#### Given data ####

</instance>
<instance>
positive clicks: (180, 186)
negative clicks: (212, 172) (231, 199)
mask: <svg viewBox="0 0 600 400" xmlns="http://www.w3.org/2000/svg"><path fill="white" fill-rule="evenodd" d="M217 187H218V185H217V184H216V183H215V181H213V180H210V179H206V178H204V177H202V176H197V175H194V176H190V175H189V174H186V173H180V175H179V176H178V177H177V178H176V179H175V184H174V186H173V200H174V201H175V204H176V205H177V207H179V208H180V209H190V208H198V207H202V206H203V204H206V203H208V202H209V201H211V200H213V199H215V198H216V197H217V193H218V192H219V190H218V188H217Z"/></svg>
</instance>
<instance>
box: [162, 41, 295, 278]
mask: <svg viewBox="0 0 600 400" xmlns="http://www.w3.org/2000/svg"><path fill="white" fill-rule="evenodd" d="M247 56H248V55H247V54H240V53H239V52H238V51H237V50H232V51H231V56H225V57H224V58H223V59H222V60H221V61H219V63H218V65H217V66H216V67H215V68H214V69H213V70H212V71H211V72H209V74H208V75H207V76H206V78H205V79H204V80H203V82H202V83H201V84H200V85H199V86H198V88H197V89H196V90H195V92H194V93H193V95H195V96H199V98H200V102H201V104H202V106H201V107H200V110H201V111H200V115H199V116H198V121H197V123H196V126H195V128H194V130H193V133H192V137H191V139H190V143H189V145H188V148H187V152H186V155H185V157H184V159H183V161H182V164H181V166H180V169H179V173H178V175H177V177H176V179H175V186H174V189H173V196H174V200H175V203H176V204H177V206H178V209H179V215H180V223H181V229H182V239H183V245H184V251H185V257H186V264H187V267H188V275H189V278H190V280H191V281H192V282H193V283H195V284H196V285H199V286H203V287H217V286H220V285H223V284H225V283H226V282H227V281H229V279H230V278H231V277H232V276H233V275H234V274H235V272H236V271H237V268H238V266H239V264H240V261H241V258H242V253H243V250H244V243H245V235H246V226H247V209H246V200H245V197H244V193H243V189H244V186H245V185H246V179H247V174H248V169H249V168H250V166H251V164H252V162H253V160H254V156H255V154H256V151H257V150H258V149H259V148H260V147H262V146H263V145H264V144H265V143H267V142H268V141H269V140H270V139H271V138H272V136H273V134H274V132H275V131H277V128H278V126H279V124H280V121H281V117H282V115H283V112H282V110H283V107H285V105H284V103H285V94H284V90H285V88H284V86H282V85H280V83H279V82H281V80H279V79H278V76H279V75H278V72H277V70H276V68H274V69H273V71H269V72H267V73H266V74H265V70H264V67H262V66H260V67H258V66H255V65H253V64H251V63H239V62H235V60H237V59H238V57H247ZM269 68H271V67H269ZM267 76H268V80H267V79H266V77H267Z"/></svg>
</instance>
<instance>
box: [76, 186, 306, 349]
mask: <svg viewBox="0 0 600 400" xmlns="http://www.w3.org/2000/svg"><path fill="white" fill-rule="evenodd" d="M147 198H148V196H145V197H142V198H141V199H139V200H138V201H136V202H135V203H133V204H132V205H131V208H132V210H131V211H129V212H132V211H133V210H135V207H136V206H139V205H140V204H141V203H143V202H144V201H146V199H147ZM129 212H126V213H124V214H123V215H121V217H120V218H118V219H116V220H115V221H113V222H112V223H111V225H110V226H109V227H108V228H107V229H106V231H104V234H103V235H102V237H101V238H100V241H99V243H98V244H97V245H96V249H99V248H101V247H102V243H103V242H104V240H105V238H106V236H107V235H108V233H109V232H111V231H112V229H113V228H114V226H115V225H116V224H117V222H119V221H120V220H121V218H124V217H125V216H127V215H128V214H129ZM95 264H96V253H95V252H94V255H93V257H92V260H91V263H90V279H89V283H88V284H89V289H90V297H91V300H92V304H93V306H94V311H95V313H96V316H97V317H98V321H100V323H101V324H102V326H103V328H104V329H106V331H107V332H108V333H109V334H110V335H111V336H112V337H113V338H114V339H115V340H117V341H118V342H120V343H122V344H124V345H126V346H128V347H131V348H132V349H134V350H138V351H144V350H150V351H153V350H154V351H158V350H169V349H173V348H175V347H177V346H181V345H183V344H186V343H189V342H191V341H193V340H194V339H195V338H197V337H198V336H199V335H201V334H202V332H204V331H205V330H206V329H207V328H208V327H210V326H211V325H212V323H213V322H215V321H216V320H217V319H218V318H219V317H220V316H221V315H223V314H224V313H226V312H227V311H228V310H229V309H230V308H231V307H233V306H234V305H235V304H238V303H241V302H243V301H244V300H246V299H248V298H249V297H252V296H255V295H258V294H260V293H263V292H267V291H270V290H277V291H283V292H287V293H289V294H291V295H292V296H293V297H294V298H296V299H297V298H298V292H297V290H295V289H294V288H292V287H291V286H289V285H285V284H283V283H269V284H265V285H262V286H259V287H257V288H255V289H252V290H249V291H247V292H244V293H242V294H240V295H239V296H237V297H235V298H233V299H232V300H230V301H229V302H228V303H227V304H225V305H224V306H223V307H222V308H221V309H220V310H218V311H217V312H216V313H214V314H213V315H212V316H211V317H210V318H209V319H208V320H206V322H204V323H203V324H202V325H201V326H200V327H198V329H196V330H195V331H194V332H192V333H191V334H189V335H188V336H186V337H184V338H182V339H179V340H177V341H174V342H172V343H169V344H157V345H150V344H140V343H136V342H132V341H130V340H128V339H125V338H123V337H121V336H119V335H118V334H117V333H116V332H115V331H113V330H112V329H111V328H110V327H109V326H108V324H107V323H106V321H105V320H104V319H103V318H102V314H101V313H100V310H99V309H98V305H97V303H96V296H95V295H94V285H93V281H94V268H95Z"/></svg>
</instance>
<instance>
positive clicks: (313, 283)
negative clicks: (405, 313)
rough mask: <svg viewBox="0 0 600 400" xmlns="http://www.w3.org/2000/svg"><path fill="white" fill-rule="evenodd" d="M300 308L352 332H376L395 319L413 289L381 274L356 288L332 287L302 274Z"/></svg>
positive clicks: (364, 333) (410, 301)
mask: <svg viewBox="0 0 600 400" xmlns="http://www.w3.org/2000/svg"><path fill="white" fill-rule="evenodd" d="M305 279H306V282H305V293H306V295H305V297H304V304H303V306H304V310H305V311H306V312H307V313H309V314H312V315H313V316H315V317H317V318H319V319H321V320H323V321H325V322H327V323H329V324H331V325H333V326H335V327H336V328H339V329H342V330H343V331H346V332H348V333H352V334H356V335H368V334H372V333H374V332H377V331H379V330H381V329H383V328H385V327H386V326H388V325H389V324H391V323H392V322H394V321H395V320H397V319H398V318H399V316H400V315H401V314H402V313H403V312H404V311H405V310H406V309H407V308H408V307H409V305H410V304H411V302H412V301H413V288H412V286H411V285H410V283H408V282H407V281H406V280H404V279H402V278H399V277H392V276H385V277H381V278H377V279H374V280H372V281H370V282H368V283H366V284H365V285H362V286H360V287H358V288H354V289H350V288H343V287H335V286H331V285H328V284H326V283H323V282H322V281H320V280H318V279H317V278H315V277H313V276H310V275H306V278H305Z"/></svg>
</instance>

####

◆ Exercise goal ◆
The lines to copy are those in the records above containing the word "positive".

◆ Exercise response ◆
positive clicks: (180, 186)
positive clicks: (313, 283)
positive clicks: (364, 333) (410, 301)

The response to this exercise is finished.